■ What this task involves ■
Could you filter the records below and keep only the lines with the word "wooden"?

==================================================

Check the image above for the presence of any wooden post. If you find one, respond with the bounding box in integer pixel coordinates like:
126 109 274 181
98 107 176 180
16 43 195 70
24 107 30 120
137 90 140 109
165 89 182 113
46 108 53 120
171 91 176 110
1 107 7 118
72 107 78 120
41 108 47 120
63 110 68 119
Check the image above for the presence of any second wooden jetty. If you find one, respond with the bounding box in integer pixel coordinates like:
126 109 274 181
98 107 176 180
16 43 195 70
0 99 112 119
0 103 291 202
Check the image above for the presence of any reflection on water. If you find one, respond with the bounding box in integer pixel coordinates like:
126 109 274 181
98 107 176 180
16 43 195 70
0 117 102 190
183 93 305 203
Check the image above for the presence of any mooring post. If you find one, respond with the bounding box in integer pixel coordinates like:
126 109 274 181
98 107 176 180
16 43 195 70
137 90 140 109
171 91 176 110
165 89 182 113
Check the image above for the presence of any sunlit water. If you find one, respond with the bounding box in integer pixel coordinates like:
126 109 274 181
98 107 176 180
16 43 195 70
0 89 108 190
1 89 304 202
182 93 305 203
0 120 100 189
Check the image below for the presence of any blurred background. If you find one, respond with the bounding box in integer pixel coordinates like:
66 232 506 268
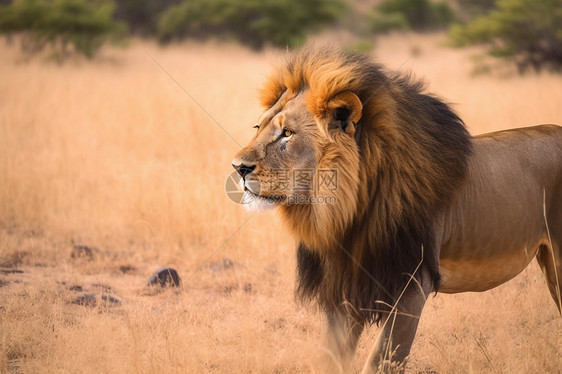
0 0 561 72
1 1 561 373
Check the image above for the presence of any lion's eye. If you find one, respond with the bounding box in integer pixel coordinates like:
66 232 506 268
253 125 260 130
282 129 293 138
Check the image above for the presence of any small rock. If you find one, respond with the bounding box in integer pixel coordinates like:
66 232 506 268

==================================================

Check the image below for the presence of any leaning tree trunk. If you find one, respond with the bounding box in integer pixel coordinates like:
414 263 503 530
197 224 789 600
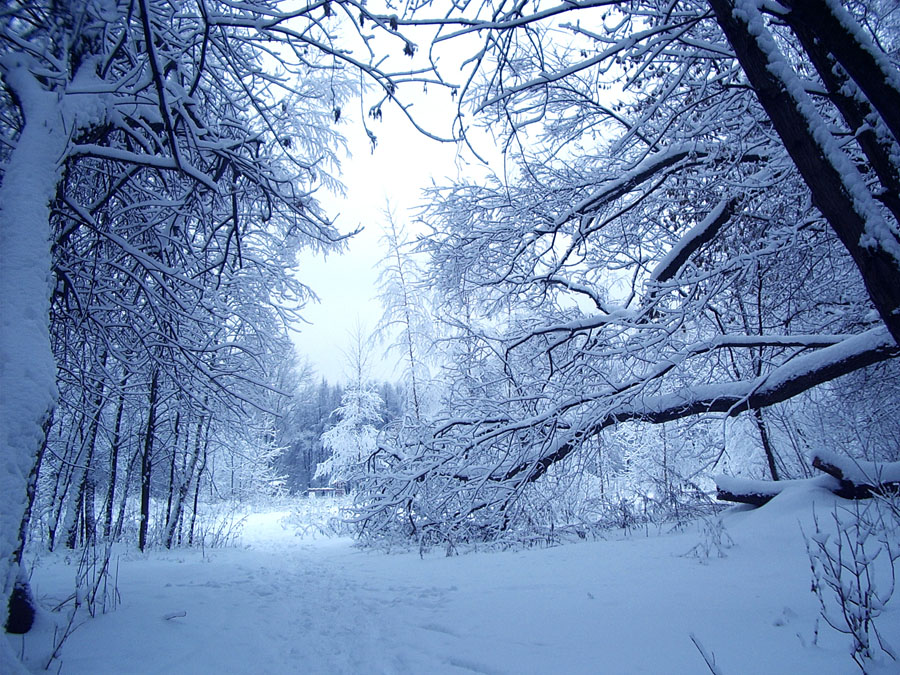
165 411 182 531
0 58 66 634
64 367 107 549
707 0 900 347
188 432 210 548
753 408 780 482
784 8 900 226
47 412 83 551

==================================================

■ Worked solution ■
Check the image above for the presence of any wooden post. If you find one, respond with the bounding box in integer pixel coordinates like:
Check the image above for the presence of any second wooden jetty. If you find one, respond with the bounding box in integer pixel coordinates like:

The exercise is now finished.